(Image location labeling entries)
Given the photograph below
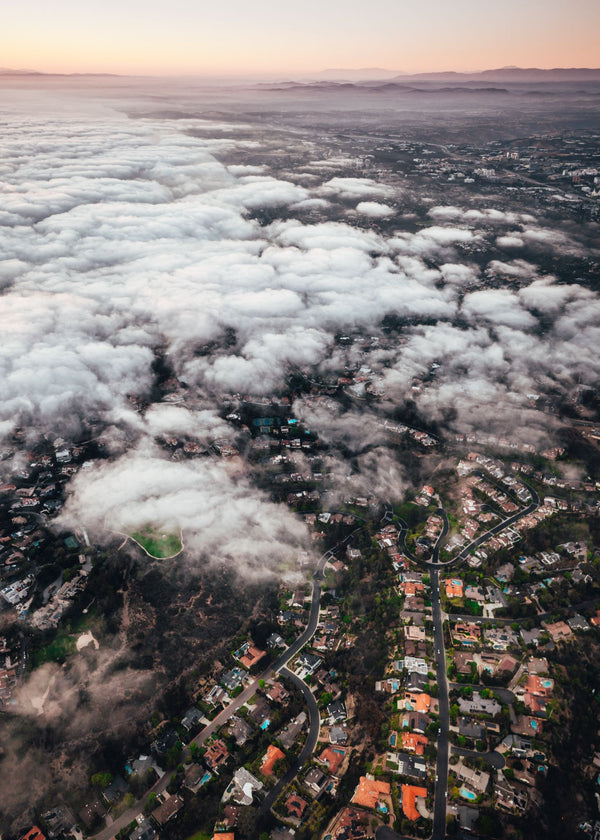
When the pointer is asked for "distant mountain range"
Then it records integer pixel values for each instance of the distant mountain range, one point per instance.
(502, 74)
(377, 76)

— Your task —
Pick out each line of the entries above that contains the string "range", and copy those lines in full.

— Finished answer —
When the pointer is asked for "distant mountain range"
Then it records integer pixel values for each instance of the distant mountain range, one point per instance.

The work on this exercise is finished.